→ Task statement: Only the run of lines from the one containing "point: scania truck" through the last line should be returned, exactly as written.
** Begin **
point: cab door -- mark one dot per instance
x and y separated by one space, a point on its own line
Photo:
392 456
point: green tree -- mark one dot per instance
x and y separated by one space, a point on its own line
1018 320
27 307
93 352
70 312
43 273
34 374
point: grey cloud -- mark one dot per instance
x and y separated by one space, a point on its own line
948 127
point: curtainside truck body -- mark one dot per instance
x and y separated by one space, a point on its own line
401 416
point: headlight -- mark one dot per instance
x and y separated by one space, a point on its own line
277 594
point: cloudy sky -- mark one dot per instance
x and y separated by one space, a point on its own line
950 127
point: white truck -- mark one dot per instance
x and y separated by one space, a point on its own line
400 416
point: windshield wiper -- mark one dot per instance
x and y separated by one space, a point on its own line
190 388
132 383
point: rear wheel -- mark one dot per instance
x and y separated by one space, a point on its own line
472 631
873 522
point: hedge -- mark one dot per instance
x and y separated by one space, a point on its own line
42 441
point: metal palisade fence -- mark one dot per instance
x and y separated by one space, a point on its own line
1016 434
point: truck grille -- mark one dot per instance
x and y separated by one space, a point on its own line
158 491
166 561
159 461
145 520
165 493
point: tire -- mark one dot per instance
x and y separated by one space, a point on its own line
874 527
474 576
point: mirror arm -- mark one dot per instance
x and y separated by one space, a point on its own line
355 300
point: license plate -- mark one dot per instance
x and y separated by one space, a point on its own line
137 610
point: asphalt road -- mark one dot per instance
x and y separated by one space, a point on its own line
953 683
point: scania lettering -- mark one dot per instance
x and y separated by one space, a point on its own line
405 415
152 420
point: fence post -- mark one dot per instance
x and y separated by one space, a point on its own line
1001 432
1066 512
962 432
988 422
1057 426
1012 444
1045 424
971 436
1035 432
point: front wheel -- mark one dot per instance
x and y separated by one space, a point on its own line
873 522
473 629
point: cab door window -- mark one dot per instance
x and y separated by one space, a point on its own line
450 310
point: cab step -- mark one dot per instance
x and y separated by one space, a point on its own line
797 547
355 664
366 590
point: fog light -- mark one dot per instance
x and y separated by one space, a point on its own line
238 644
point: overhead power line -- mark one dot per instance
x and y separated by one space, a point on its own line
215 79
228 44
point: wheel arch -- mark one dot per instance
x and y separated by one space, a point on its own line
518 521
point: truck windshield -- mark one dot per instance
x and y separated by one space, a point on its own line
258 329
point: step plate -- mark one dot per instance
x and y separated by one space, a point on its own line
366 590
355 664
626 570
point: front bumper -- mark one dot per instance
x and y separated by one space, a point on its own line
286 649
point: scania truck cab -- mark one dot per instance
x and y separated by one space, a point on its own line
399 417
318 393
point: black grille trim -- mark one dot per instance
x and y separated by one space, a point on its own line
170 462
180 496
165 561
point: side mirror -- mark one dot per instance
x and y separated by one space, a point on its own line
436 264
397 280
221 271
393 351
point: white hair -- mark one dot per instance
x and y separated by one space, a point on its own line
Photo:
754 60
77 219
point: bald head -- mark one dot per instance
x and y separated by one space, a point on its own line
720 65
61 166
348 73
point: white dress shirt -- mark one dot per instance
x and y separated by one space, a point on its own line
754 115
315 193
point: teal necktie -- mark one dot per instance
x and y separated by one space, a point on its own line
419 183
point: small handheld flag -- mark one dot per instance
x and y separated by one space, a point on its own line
** End **
→ The output:
point: scania truck cab -- mark one dot per instance
x and y separated by one space, a point on its own line
399 417
318 393
point: black grille trim -- mark one dot per instance
x and y separated by one space, a point on its own line
170 462
180 496
165 561
point: side mirror -- mark one dot per instance
x and y separated by one space, a point on its own line
436 264
397 280
221 271
393 351
point: white hair -- mark one dot per instance
x and y separated by one space, a point on its own line
Photo:
754 60
77 219
point: bald head -- mark one dot per instance
x and y separated by one space, a point on its own line
720 65
61 166
348 73
point: white dress shirt -- mark one dot per instance
x and y separated by one space, a point on its own line
754 115
315 193
point: teal necktie -- mark one dot per instance
x and y separated by one space, a point on its own line
419 183
point: small handheld flag -- mark one dot per instance
x and y separated by one space, a point on its own line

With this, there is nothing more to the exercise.